Now, Therefore, the parties hereby agree as follows:
1. Definitions.
The following terms shall have the following meanings for the
purpose of this Agreement:
A. Partner's Net Revenue Share shall mean the portion of the SL
Internet Revenue distributed to Partner, as calculated on Schedule
B.
B. Site means a World Wide Web site and, depending on the context,
refers either to Storagelocator.com's site or to the site that you
will link to our site.
C. Web Site Content shall mean certain proprietary information of SL
as set forth on Schedule A to this Agreement, for which SL shall
have full editorial rights and control.
D. User means any person who accesses or attempts to access SL Web
Site.
E. Referred Traffic shall mean all users who access SL Web Sites
from Partner's Web Pages.
2. Associate
Program.
Partner agrees to include a link anywhere on its network of sites that
points directly to SL's Web Site. At the end of each month, you will
receive a commission check based upon the productivity of your
referred traffic subject to the descriptions set forth by in Schedule
B of this Agreement. All fees and payments stated herein exclude, and
you shall pay, any sales, use, property, license, value added,
withholding, excise or similar tax, federal, state or local, related
to duties, tariffs, and similar charges.

* [Data extract]:
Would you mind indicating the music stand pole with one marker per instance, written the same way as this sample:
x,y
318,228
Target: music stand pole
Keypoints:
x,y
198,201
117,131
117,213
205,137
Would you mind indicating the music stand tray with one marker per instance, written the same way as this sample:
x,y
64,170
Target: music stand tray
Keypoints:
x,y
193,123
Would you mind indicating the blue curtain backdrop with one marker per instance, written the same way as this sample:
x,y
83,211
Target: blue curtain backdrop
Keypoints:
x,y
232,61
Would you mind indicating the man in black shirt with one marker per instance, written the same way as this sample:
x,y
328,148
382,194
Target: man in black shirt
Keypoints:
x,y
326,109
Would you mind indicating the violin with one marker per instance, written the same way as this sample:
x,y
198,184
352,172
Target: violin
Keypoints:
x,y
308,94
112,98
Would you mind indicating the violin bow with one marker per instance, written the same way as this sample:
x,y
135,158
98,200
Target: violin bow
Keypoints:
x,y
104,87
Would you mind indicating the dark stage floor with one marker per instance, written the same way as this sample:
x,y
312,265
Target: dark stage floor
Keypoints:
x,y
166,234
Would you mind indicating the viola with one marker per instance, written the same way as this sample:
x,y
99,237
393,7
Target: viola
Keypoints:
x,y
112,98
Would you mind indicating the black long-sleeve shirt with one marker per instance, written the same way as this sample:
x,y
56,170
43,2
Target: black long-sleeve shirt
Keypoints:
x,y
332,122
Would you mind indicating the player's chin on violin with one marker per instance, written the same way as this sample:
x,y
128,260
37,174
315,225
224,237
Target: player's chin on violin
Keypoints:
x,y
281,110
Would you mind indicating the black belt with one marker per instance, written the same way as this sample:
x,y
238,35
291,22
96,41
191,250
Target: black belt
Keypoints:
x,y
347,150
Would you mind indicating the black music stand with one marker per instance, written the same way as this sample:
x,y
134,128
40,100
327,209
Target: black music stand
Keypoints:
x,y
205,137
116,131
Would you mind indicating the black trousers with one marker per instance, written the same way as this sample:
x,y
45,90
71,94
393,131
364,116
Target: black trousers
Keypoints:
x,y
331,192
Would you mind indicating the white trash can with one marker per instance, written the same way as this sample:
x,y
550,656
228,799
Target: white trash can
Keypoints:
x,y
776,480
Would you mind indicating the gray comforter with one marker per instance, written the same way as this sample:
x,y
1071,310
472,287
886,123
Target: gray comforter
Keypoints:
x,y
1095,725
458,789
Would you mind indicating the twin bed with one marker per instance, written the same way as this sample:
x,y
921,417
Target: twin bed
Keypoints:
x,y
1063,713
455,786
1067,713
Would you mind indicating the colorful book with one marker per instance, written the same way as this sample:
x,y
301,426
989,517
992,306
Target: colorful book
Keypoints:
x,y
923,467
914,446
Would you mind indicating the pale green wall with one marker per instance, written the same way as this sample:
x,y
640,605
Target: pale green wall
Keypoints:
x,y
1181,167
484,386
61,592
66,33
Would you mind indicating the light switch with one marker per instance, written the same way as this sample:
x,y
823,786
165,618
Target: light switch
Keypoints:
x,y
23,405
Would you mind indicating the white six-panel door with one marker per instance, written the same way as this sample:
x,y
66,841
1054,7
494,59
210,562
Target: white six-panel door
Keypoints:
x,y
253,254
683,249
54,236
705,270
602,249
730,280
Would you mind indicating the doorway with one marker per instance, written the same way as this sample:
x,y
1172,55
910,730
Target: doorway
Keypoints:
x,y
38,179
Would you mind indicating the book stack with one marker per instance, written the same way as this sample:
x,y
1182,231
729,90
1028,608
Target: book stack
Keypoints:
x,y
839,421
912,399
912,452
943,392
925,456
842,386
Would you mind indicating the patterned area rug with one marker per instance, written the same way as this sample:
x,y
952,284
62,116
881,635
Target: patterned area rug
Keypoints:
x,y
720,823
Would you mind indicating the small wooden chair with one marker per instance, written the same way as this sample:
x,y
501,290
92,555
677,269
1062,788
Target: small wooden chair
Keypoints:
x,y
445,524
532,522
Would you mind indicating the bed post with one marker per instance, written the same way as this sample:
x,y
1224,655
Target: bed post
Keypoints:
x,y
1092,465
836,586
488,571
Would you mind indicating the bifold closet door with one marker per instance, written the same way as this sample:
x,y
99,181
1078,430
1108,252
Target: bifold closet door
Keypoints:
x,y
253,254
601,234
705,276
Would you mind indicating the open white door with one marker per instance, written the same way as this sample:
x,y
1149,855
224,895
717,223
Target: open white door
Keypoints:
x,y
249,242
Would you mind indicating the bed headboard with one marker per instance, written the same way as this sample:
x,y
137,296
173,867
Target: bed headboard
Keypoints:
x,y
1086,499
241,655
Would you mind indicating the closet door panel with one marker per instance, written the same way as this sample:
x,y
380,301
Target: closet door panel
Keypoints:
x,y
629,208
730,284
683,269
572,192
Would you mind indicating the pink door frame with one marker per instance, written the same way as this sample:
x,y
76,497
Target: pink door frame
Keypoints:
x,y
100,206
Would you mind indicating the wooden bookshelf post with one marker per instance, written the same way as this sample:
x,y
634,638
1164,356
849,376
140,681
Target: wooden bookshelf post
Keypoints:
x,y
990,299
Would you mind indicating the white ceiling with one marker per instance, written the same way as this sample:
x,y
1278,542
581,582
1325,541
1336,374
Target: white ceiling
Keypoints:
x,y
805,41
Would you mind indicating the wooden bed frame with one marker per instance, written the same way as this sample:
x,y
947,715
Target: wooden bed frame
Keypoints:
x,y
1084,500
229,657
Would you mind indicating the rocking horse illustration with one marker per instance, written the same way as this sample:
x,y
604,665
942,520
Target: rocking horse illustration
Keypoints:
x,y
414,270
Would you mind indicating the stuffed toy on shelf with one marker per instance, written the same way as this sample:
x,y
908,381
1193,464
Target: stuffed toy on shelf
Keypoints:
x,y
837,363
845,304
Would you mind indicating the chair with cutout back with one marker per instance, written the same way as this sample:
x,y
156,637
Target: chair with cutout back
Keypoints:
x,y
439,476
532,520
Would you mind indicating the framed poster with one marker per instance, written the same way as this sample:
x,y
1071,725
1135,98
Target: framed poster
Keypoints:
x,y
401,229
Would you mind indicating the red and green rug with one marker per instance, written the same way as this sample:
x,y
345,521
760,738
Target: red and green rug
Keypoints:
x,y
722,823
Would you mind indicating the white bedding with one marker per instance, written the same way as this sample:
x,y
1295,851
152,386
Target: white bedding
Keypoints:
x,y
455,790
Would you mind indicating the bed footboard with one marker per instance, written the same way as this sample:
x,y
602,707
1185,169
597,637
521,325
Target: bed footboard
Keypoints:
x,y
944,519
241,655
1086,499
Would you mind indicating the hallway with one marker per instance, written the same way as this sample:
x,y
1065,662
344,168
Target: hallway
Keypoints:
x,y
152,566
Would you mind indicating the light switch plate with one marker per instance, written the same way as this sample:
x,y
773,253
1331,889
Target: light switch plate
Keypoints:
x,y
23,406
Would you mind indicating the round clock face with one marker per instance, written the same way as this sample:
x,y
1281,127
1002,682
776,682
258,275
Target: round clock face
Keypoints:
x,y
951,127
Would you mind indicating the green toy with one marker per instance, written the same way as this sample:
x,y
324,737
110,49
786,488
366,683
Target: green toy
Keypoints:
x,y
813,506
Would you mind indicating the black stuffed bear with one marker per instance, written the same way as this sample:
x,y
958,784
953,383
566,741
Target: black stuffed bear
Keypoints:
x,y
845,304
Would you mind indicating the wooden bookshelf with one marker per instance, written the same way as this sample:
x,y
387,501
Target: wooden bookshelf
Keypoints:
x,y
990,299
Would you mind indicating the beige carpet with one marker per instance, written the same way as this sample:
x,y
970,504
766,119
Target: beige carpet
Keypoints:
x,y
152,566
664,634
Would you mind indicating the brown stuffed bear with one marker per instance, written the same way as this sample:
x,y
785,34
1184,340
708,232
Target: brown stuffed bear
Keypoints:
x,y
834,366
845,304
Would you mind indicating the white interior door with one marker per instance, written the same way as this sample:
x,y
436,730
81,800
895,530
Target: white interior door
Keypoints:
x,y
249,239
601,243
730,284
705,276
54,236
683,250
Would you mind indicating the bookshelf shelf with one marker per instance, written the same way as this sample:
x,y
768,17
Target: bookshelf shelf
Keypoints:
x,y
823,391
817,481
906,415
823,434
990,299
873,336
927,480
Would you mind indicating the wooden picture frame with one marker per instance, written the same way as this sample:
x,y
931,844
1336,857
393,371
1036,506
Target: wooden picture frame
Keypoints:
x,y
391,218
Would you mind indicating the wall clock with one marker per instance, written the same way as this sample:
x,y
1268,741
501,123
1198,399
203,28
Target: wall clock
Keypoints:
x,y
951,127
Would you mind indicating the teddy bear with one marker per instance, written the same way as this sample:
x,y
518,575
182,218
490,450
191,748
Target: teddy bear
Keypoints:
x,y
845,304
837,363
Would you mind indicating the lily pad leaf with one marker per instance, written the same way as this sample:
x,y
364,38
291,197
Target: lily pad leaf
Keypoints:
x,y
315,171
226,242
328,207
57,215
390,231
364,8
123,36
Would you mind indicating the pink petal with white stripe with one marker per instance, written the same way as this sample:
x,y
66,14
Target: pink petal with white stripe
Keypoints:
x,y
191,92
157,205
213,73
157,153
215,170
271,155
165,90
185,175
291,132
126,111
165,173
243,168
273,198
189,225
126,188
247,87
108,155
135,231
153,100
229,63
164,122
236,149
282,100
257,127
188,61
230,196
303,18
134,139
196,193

* [Things to do]:
- a) Name every term that the definitions section of the agreement excerpt defines.
- b) In the agreement excerpt, when does the partner receive a commission check?
- c) Transcribe the agreement excerpt between "B. Site means" and "Partner's Web Pages.", inclusive.

* [Task responses]:
- a)
Partner's Net Revenue Share
Site
Web Site Content
User
Referred Traffic

- b) At the end of each month.

- c)
B. Site means a World Wide Web site and, depending on the context,
refers either to Storagelocator.com's site or to the site that you
will link to our site.
C. Web Site Content shall mean certain proprietary information of SL
as set forth on Schedule A to this Agreement, for which SL shall
have full editorial rights and control.
D. User means any person who accesses or attempts to access SL Web
Site.
E. Referred Traffic shall mean all users who access SL Web Sites
from Partner's Web Pages.